» Tasks to complete
#1 Decide whether each statement below agrees with the passage about New York. For each one, answer yes or no and quote the words of the passage that settle it. (a) Poetry and literature were among the reasons the writer came to New York. (b) The writer says this book tells the story of the passage from female to male. (c) The writer's father grew up in an Italian neighborhood.
#2 Carry on the passage about New York from its last sentence.

» Quoted passage
During my first years in the city, I would learn much more about passing, for I also came to New York to undergo another kind of transition. It was here that I made the passage from female to male, living a queer and transgender life in the days long before Caitlyn Jenner made the cover of Vanity Fair and trans athletes starred in Nike commercials. This book is not that story, but it bears mentioning because it is inevitably intertwined. Every person views the city through a prism of personal experience and, as different as all those prisms may be, for a long time, New York was able to accommodate every type. The city made space for all varieties and combinations. Queer and trans culture is one facet of my prism. So is poetry and literature—another pursuit that brought me to New York—and, later, a career in psychoanalysis. All of it informs my approach to the city. So does the working-class ethnic culture from which I come, mostly Italian, but also Irish dosed with Jewishness by close association (my Irish Catholic father, raised in a Jewish neighborhood, worked the rag trade, a schmatta salesman with a Hebrew Chai dangling from a gold chain around his 1970s neck).

» Records
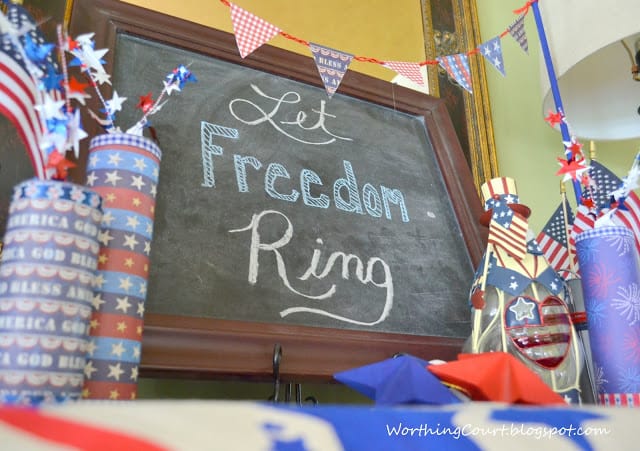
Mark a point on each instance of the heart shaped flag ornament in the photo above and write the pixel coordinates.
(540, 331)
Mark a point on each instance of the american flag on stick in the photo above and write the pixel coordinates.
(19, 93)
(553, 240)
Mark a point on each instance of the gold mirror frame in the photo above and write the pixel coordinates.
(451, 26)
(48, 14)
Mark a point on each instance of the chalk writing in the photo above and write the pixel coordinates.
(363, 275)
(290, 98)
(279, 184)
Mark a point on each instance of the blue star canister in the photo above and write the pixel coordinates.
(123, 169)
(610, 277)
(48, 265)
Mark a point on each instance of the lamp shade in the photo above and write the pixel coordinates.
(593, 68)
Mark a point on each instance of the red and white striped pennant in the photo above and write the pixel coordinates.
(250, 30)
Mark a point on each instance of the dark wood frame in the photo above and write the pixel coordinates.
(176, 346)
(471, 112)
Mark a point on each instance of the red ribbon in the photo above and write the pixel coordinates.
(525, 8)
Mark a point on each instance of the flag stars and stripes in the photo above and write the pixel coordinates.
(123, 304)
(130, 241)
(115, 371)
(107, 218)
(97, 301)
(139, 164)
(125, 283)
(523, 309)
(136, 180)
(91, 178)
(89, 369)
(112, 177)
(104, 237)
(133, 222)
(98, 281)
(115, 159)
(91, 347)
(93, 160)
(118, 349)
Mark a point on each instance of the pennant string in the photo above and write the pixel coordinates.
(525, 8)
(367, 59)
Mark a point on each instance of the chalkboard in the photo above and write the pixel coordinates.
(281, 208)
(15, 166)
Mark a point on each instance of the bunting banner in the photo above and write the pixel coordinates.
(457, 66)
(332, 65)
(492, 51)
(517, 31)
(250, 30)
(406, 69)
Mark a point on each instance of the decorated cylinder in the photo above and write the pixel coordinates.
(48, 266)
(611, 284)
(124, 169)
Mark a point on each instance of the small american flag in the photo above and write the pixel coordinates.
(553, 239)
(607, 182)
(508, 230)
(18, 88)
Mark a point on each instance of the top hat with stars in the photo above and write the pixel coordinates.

--

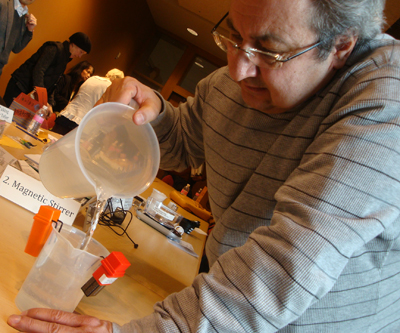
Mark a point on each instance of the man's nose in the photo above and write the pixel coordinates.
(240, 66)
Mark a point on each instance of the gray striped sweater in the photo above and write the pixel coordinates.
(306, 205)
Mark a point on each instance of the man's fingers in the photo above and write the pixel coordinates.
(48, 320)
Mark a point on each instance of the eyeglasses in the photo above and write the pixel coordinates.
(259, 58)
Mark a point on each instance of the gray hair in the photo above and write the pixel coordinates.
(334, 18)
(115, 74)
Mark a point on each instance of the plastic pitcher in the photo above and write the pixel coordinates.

==

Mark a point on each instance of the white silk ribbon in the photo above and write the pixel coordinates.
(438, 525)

» Answers to the tasks
#1
(a) Yes: "So is poetry and literature—another pursuit that brought me to New York"
(b) No: "This book is not that story, but it bears mentioning because it is inevitably intertwined."
(c) No: "my Irish Catholic father, raised in a Jewish neighborhood"

#2
I came to New York because I needed the city, and New York is for people who need cities, for those who cannot function outside of one. Open and permissive, insulating you with the sort of anonymity you can't find in a small town or suburb, the city allows us to expand, experiment, and become our truest selves. In the New York of the early 1990s, there was no better place to perform that labor than the East Village.

For over a century, the East Village provided an uncommon space. It was, among other things, a long-sought-after refuge for those who never quite felt at home anywhere else. Reclusive misanthropes and creative exhibitionists, builders of junk towers and makers of psychedelic gardens, poets, punks, and queers, activists and anarchists, dominatrices and drug addicts, graffitists, nudists, and underground cartoonists all found a home in the East Village. A barricade of deviance and grit kept much of the straight world out, protecting the neighborhood's unconventional character. But at the end of the twentieth century, the East Village was invaded, its territory seized, and those of us who'd found our first true home between Astor Place and the East River were displaced. For many, that displacement was physical, one kind of eviction or another. For many more, the displacement has been emotional, a jarring dislocation of the psyche.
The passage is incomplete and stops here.